What to produce: Starting from the line that contains "Pest-scouting request: tag the foreground", reproduce each line exactly through the end of the material, and include no other lines.

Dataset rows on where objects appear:
-------

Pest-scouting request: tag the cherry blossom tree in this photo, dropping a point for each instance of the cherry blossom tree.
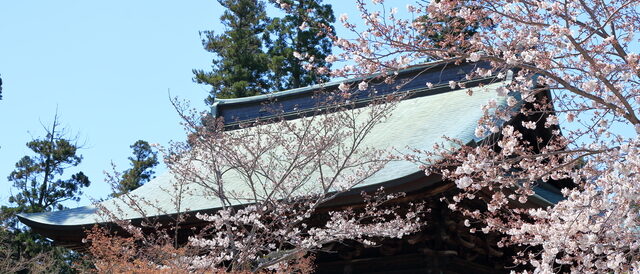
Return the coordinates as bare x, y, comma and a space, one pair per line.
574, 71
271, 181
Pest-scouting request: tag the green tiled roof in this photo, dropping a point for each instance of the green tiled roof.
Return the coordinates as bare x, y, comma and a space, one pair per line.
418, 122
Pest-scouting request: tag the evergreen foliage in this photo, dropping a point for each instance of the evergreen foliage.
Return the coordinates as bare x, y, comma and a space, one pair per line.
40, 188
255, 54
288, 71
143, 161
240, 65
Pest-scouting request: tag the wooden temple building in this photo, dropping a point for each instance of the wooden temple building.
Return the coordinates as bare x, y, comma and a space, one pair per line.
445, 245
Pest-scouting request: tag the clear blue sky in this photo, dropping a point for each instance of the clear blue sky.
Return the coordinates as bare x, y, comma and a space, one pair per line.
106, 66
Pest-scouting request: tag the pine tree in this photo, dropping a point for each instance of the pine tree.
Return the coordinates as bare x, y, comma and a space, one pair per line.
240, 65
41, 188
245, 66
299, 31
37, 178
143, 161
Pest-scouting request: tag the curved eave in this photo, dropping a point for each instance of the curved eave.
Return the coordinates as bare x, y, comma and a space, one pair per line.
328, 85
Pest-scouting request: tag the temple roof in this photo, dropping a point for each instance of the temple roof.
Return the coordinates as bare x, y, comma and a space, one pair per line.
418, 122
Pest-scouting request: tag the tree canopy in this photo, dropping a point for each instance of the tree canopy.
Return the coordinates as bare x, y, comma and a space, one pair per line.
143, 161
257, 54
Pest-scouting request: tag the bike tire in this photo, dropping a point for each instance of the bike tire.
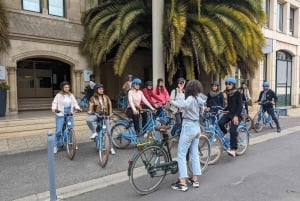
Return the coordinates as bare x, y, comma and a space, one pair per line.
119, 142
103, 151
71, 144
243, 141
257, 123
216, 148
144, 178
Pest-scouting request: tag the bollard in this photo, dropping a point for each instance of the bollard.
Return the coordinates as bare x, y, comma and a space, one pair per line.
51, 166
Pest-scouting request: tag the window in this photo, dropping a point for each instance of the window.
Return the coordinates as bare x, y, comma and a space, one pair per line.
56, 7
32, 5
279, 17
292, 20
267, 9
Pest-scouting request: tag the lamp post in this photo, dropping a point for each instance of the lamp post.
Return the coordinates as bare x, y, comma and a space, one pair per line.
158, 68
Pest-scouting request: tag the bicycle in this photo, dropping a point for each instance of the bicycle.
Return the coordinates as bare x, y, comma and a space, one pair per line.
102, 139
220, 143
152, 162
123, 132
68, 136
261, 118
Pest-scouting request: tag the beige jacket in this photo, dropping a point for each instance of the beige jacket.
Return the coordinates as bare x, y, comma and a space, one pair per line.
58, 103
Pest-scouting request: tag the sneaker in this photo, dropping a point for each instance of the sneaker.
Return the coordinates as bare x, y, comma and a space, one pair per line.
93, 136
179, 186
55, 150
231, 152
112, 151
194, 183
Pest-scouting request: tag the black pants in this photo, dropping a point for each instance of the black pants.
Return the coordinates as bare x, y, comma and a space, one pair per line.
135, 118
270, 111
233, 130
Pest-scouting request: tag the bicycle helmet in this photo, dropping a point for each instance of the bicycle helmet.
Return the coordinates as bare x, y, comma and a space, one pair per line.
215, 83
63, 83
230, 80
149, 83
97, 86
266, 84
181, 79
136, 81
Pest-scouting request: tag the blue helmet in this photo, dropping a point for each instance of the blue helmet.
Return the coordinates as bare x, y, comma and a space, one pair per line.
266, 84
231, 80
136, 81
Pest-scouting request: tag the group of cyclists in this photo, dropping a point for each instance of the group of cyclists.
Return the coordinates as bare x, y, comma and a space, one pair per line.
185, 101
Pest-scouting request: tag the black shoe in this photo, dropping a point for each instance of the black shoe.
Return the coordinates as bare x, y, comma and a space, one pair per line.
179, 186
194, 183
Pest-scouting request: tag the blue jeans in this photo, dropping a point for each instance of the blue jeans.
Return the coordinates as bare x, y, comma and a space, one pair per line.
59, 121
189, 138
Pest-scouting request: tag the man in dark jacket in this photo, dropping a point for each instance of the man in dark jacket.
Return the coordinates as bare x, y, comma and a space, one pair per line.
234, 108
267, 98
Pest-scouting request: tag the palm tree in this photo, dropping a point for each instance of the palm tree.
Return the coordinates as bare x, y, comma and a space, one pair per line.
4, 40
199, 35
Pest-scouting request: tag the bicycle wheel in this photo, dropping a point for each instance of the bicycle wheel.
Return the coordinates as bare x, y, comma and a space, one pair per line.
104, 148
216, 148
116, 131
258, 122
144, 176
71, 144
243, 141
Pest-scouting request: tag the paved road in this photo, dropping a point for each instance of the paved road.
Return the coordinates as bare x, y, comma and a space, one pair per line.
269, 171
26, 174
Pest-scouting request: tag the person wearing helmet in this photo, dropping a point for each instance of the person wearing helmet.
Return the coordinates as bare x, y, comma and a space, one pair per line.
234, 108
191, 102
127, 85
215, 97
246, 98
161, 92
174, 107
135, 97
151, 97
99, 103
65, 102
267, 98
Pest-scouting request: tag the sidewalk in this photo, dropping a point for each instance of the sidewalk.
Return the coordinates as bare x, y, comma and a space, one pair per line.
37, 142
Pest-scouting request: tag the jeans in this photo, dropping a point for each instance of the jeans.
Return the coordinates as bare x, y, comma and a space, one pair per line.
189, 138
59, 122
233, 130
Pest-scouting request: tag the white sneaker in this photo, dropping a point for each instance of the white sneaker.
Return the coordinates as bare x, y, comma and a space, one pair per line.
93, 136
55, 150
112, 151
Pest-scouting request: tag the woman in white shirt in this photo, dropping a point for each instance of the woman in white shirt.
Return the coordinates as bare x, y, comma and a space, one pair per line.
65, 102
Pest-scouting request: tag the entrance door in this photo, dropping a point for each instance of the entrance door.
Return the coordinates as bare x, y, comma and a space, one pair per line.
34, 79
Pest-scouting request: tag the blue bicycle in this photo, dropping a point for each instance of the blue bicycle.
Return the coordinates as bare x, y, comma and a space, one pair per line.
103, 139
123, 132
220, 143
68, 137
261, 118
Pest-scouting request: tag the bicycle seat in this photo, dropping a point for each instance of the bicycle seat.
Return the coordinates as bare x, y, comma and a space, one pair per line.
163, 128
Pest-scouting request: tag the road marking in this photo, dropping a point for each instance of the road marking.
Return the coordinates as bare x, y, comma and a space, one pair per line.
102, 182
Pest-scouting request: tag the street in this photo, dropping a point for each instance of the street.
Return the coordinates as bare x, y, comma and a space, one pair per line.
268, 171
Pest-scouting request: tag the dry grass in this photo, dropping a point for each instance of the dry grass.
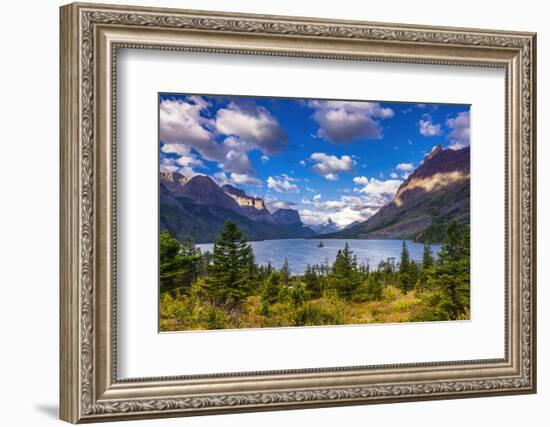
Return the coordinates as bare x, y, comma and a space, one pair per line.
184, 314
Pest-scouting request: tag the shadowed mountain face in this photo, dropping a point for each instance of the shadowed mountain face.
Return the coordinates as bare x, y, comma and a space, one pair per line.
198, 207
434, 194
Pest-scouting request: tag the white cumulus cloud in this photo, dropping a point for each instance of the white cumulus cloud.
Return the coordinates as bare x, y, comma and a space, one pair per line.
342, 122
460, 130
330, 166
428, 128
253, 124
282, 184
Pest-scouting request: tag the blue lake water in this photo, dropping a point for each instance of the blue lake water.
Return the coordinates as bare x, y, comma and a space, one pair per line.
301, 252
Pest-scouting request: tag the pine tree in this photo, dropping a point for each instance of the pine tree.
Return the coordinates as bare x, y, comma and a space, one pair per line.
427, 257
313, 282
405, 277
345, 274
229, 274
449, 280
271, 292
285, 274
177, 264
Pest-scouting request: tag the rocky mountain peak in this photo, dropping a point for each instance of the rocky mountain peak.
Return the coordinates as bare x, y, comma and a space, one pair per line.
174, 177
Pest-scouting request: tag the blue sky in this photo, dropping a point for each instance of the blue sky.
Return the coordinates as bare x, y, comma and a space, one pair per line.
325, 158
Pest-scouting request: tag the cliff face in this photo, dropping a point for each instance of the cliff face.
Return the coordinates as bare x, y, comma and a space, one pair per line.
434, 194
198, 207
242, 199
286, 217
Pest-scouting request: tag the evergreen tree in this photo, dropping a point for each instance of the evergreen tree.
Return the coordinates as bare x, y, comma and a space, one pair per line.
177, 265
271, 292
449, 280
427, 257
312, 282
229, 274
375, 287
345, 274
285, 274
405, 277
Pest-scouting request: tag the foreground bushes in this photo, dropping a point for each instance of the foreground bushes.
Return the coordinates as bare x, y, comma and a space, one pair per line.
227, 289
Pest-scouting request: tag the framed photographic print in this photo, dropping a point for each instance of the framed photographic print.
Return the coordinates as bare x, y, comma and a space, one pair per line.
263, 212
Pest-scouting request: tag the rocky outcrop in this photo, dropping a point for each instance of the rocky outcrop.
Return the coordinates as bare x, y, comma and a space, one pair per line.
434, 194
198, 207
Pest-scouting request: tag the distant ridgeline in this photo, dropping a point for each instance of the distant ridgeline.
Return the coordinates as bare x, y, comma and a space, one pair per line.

-------

Exercise solution:
Pest-scouting request: tag the foreground bushes in this photo, dropping a point for each instance of the foreground bushes.
Return the coordinates as bare x, y, comma and a space, one pair per line.
227, 289
Pest-scouting request: tag the framed photographic print in this photo, dropping a point for each instance of the framed photographic print.
Return the coordinates as bare x, y, comma and a space, one pair per line.
263, 212
Pest-scouting request: tag the rocky outcrop in this photo, dropping a point for each instance of the rocky outcrop.
Return the coordinates as bare x, y, comma and a space, one pair per line.
434, 194
198, 207
Pest-scouting request: tag the distant ridgeline in this photo, dropping a point for each instance of the distant ridgeline.
Return the coordinates as bare x, y, comma and a space, one pair per line.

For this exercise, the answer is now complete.